Which of the lines in the records below hold the string "milk"? Copy every one of them.

----------

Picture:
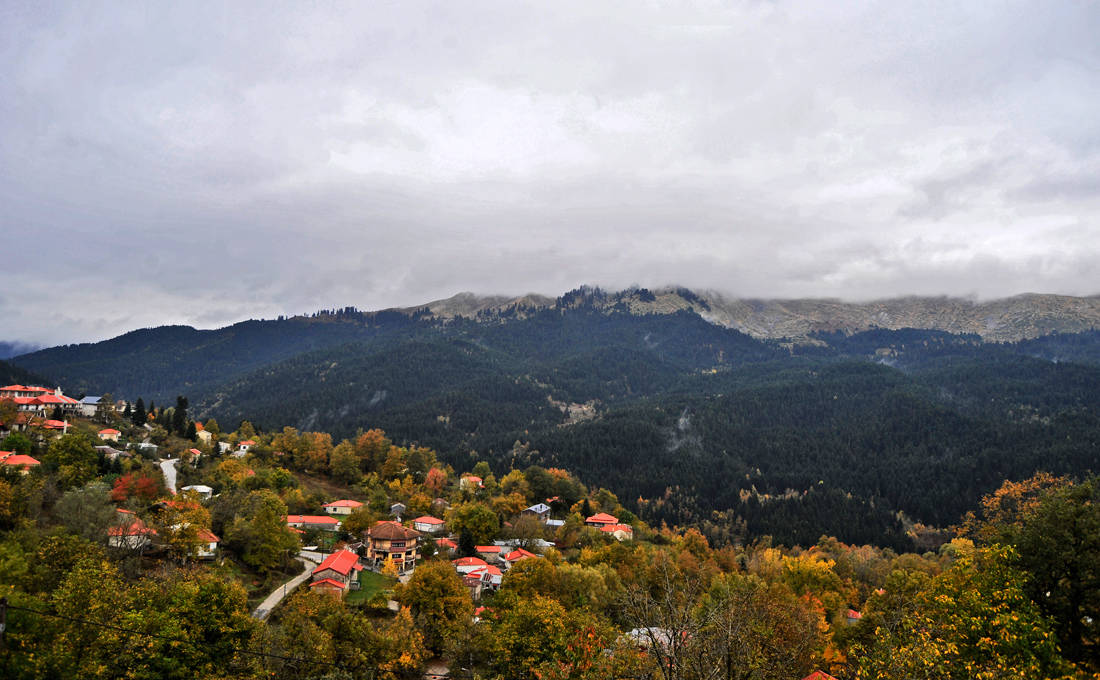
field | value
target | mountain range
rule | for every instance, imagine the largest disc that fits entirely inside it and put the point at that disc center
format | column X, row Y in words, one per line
column 744, row 417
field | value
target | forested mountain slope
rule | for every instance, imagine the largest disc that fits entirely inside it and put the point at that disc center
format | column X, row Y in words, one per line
column 688, row 420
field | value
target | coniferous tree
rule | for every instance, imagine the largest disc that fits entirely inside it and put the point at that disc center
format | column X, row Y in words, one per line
column 466, row 545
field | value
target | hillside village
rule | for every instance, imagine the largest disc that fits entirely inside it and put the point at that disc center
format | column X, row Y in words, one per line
column 301, row 541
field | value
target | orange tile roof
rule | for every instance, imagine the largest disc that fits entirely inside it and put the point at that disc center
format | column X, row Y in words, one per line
column 343, row 503
column 19, row 459
column 602, row 518
column 470, row 561
column 341, row 561
column 312, row 519
column 328, row 582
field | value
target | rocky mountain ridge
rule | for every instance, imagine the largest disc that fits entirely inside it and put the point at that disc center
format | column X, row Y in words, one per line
column 999, row 320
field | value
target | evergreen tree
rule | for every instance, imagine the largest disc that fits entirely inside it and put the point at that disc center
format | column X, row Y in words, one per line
column 466, row 545
column 138, row 416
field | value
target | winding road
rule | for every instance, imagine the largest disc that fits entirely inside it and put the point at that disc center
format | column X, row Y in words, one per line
column 168, row 467
column 272, row 601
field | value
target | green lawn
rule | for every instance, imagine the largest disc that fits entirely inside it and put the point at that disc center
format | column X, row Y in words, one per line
column 371, row 583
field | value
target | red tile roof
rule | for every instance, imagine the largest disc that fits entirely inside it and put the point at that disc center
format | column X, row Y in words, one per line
column 486, row 569
column 470, row 561
column 328, row 582
column 19, row 459
column 311, row 519
column 343, row 503
column 611, row 528
column 341, row 561
column 387, row 529
column 138, row 528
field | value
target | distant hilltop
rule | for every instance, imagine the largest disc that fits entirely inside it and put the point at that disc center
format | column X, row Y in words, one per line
column 1002, row 320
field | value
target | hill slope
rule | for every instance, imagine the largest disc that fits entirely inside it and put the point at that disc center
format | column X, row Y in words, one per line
column 686, row 419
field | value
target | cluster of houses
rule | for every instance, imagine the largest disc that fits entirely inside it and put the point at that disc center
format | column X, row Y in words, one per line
column 391, row 541
column 21, row 461
column 39, row 401
column 131, row 533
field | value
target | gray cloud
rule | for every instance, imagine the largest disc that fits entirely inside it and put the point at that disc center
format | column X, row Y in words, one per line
column 202, row 163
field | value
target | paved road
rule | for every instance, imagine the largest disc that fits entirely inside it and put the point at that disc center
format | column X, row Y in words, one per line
column 272, row 600
column 169, row 473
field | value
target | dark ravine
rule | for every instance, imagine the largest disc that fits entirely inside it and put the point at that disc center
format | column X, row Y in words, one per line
column 834, row 430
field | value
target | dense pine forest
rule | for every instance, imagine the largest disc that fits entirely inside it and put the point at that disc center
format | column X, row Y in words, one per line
column 877, row 436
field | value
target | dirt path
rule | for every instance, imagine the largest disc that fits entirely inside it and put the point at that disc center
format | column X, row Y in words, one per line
column 272, row 601
column 168, row 467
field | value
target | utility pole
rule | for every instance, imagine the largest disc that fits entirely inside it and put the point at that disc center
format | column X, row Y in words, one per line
column 3, row 620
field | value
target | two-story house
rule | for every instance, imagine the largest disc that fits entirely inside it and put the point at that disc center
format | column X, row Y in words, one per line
column 391, row 540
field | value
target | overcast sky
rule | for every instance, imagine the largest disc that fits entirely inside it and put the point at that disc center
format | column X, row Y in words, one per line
column 208, row 163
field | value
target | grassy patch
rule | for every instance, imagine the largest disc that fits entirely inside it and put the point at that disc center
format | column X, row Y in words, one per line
column 371, row 583
column 256, row 585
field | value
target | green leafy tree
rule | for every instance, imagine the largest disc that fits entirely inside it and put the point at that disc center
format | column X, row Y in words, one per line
column 74, row 458
column 344, row 463
column 1058, row 548
column 259, row 534
column 88, row 512
column 972, row 622
column 439, row 602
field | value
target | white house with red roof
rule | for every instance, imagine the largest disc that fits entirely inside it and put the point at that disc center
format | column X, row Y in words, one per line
column 490, row 554
column 471, row 482
column 601, row 519
column 39, row 399
column 312, row 522
column 465, row 565
column 338, row 572
column 427, row 524
column 208, row 547
column 515, row 556
column 56, row 425
column 490, row 576
column 18, row 460
column 131, row 533
column 620, row 532
column 341, row 507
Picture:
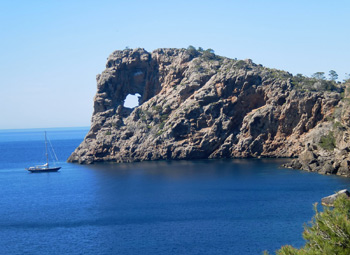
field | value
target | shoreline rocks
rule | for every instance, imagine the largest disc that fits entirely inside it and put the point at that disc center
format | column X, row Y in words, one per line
column 197, row 105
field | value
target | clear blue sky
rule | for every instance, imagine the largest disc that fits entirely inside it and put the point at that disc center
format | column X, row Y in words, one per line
column 51, row 50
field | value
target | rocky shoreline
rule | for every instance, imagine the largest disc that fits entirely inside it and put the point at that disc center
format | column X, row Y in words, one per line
column 195, row 105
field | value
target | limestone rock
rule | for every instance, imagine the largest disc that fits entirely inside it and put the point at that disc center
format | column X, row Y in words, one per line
column 196, row 106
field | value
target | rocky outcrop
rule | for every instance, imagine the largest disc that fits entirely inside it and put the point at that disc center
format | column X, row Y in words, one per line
column 197, row 105
column 329, row 151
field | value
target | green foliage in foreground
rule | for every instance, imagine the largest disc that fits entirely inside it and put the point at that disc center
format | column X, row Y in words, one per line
column 328, row 232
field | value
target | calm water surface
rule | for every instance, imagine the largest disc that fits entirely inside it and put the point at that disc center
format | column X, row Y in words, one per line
column 176, row 207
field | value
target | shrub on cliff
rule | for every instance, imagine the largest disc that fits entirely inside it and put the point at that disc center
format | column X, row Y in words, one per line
column 328, row 142
column 328, row 233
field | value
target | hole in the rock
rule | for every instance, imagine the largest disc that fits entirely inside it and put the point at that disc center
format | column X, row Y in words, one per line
column 132, row 101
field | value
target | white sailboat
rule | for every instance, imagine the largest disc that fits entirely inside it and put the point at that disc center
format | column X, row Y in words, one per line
column 45, row 167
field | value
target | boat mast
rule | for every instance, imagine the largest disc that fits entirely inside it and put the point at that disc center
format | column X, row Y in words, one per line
column 46, row 153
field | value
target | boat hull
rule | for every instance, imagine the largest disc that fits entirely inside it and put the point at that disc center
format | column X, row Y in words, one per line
column 43, row 170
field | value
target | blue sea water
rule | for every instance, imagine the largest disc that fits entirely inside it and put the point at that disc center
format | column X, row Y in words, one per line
column 162, row 207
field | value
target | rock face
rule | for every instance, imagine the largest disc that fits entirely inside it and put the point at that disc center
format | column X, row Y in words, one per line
column 197, row 105
column 329, row 152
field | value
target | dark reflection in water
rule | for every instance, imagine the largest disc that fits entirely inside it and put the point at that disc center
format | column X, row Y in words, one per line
column 162, row 207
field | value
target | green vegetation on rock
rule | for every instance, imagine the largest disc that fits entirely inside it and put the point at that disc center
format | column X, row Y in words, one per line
column 328, row 232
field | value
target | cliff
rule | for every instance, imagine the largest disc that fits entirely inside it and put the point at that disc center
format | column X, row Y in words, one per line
column 195, row 105
column 329, row 153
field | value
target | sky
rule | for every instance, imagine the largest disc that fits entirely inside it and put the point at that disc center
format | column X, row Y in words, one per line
column 52, row 50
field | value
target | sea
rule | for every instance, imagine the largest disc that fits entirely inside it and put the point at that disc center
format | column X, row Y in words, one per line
column 233, row 206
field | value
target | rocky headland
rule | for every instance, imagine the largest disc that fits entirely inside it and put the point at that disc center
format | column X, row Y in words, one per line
column 196, row 105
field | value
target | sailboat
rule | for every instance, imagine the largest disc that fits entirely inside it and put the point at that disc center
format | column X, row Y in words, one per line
column 45, row 167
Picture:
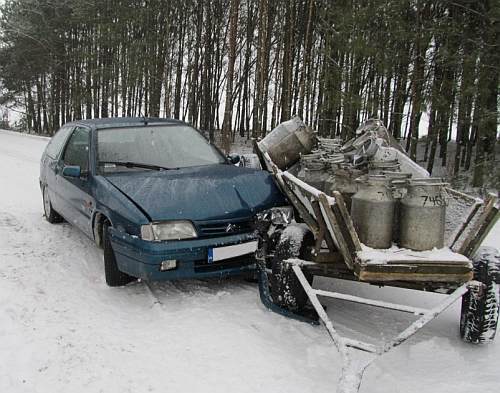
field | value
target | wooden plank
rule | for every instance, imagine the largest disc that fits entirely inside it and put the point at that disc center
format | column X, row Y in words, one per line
column 481, row 228
column 445, row 274
column 303, row 212
column 323, row 229
column 335, row 231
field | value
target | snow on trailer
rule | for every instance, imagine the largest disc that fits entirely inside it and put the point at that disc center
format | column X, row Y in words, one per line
column 443, row 253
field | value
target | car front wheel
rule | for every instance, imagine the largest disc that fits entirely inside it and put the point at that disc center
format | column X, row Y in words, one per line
column 114, row 277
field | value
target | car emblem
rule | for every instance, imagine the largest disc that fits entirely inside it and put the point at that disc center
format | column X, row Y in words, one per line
column 231, row 228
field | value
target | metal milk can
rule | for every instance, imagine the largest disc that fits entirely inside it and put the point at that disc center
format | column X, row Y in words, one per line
column 287, row 142
column 372, row 211
column 343, row 180
column 399, row 182
column 423, row 211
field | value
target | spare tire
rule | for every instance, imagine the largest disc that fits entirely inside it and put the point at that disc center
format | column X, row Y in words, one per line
column 480, row 308
column 286, row 289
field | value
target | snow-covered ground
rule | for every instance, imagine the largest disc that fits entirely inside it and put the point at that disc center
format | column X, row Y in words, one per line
column 63, row 330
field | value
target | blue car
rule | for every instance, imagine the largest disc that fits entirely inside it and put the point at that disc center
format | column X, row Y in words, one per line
column 160, row 200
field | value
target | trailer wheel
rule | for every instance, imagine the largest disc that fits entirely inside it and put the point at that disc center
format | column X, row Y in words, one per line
column 480, row 307
column 286, row 289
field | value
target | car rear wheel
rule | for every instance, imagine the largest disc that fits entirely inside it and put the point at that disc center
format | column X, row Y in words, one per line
column 50, row 214
column 480, row 307
column 114, row 277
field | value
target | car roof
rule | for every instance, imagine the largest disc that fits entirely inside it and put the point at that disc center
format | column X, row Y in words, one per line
column 113, row 122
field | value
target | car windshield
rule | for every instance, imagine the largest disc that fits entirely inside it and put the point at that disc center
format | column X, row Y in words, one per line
column 165, row 146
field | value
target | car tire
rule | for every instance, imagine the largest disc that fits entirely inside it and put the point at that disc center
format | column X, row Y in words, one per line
column 114, row 277
column 286, row 289
column 480, row 308
column 50, row 214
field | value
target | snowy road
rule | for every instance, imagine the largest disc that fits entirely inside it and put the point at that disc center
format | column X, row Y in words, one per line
column 63, row 330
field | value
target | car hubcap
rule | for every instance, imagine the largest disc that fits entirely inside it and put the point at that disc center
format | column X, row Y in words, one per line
column 46, row 202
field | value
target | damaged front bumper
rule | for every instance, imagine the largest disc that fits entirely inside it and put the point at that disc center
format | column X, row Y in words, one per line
column 142, row 259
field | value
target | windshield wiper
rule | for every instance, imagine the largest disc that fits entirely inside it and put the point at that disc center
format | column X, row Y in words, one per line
column 130, row 164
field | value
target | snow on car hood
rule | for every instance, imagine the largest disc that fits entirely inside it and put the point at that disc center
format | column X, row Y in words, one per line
column 200, row 193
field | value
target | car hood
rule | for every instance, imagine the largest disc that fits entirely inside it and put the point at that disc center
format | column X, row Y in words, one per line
column 215, row 192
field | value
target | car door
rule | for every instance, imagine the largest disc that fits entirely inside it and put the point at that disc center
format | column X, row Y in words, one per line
column 49, row 163
column 76, row 201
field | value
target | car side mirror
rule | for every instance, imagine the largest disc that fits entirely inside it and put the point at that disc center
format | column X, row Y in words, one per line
column 72, row 171
column 233, row 158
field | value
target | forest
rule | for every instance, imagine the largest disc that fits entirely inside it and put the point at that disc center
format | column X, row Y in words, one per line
column 240, row 67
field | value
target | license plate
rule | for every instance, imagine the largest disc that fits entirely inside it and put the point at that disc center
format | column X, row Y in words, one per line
column 236, row 250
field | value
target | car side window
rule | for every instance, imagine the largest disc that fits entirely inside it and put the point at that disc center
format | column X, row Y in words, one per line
column 56, row 143
column 77, row 149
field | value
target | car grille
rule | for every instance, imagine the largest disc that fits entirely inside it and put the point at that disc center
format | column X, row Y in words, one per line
column 205, row 267
column 224, row 228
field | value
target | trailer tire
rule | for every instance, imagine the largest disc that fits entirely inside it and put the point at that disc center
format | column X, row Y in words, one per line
column 480, row 308
column 286, row 289
column 114, row 277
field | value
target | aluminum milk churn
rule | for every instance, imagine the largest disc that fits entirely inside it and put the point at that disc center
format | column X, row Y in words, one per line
column 372, row 211
column 287, row 142
column 423, row 211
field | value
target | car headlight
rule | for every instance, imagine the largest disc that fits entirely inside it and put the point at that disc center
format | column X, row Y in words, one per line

----------

→ **ANSWER SPACE**
target | metal milk can
target | aluminum milk churn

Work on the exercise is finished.